> Selected text:
--- --- ---

Youth Committee decided to dedicate this years’  Children’s Week (October 1-7, 2018) and the International Day of Nonviolence (October 2nd), to children and young people who are facing peer violence. Encouraged by experiences from their surroundings, they felt the need to explain the experience, feelings and needs of children and young people who experienced peer violence to the adults so they could give children the support they need. This is what they pointed out as most important.

It’s important that adults know that many children are hiding their  experience from their parents “Every day after school I would call mom, and she would ask me how my day was at school. I would say it was good. When children say that they are great, but they respond in short answers, avoid the subject, turn away… Maybe you should talk to them about it. ”

It’s important that you know there is a good reason for children’s silence.

“It was the worst thing for me when my mom came to me and asked me,” Why didn’t you tell me? ” I was trying to tell her, but I was convincing myself that this didn’t happen, I didn’t want everyone to know, I didn’t want to be a burden because I knew my mother would worry … There are so many reasons why I didn’t talk about it. ”

“Children are often afraid of parents’ reactions, about what other people think about them in the classroom, that they will be isolated or talked about.”

“Sometimes children do not want to be a burden to their parents, they have enough problems at work, with us and with our school. They think it’s their problem and they want to solve it. ”

“Sometimes we are trying to ignore what is happening, we assure ourselves that it is not so terrible or we think we can solve the situation ourselves, although it usually goes wrong.”

“Some children do not want to ruin their image in their parents’ eyes, don’t want them to realize their child is not perfect and popular.”


It is important for them that you know it is difficult for them.

We asked them how children who were victims of peer violence felt.

Here’s what they said: Empty, lonely, sad, disappointed, tired.

They lose their confidence and start believing that the insults of others are true.

They are angry at those who do it and all who see it, but they don’t do anything.

They feel helpless and think that others can not help.

They are afraid that the person who commited violence will get revenge.

They fear everyone will talk about it at school.

They are sensitive to people joking on account of their experience or saying it’s not that terrible.


It’s important for them that you know that words hurt.

“Sometimes an adult takes insults less seriously. I remember a professor who didn’t take it seriously at all. As normal it is that children are fighting, insulting … violence is still violence. ”

“If it’s not a punch, if it’s insulting or isolating, sometimes adults will say that you may be too shy, that you just have to hang out a little bit more. Shyness is one thing, and violence is another.”

“It seems to me that a lot of people think that if it happened on the Internet, it hurts less. I want them to know that this is not true. Sometimes it is even worse that this is happening in front of everyone and you can’t escape. “


They need you to see the signs when they can’t tell you themselves.

--- --- ---

> Material:
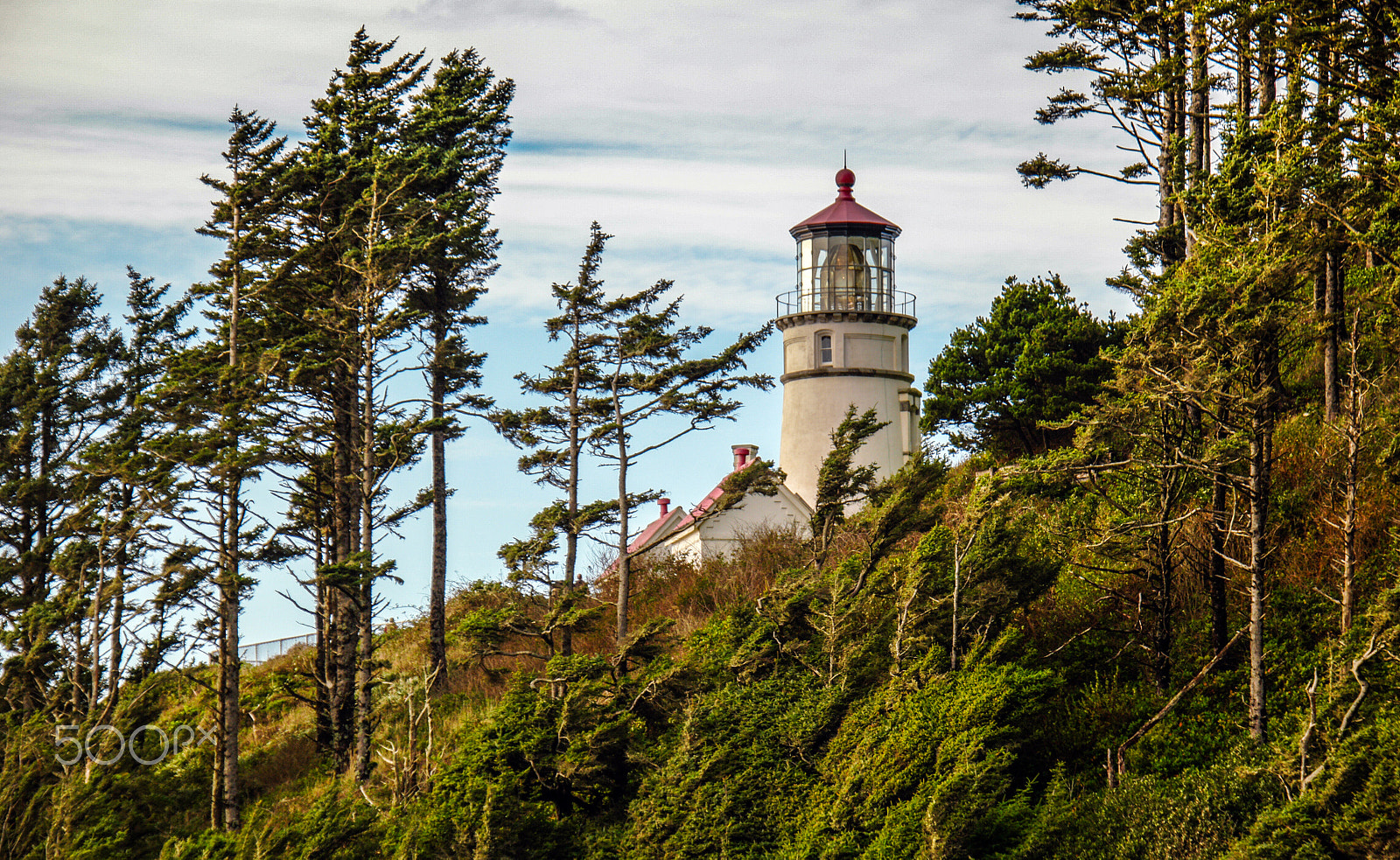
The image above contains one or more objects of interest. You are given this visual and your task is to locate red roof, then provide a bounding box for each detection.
[788,167,899,234]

--- --- ---

> Work to be completed: Condense the paragraph of the peer violence text that begins "Youth Committee decided" into a shorter version that keeps its main facts.

> Finished answer: The Youth Committee dedicated Children's Week (October 1–7, 2018) and the International Day of Nonviolence (October 2) to children and young people facing peer violence. Prompted by experiences around them, they wanted to explain to adults what these young people go through, feel, and need, so that adults could support them. They then set out what they saw as most important.